The Insidiousness of Facebook Messenger's Android Mobile App Permissions (Updated)

Corrections/Updates (4:45pm EST 8/11/2014): A previous version of this post contained inaccurate and outdated information about Facebook's Messenger app for Android devices (Facebook has provided its own response to concerns about the app here). The post incorrectly equated the app's Terms of Service to its Android-specific permissions language, and the permissions language it originally quoted has since been updated by Google. These changes are now reflected in the post.


How much access to your (and your friends') personal data are you prepared to share for access to free mobile apps? I suspect the amount is significantly less than that which you actually agreed to share when blindly accepting an app's Terms of Service or the default permissions required by a given operating system for an app to function.

Case in point: Facebook's Messenger App, which boasts more than 200,000 million monthly users, requires you to allow access to an alarming amount of personal data and, even more startling, direct control over your mobile device. I'm willing to bet that few, if any, of those using Messenger on Android devices, for example, fully considered the permissions they were accepting when using the app.

**DATA SHOWN:**

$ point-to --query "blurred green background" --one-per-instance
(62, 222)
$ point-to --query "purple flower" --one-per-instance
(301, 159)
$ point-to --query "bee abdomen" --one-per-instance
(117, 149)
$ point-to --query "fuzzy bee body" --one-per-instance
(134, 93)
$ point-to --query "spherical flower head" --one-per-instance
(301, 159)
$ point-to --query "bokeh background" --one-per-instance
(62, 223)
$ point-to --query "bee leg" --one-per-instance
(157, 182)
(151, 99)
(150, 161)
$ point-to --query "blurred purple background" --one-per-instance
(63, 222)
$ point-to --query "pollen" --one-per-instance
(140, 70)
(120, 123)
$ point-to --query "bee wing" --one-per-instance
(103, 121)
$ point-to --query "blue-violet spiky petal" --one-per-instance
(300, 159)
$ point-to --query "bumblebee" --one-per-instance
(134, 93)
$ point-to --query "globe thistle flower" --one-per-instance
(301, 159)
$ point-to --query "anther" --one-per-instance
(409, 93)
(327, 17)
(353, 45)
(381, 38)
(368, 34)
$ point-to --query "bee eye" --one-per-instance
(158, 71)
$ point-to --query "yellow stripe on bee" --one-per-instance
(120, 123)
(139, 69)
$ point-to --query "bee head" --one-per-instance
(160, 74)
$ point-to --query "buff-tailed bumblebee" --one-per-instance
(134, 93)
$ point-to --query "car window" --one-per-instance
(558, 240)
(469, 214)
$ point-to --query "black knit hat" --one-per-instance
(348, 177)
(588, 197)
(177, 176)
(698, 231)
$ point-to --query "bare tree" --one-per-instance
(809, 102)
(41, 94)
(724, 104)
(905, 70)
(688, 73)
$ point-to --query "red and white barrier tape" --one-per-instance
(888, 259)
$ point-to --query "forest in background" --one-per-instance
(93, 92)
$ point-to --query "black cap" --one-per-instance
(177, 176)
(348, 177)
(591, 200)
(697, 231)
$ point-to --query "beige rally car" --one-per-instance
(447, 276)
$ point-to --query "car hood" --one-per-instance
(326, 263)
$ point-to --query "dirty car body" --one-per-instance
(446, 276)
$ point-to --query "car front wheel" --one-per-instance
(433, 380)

**REQUIRED WORK:**
Please summarize the post on Facebook Messenger's Android permissions in two sentences.

**COMPLETE OUTPUT:**
The post, updated to fix inaccurate and outdated information, suggests that people share far more personal data than they would choose to when they blindly accept an app's Terms of Service or its default permissions. As an example, it says Facebook's Messenger app requires access to an alarming amount of personal data and direct control over the device, and it bets that few Android users fully considered the permissions they accepted.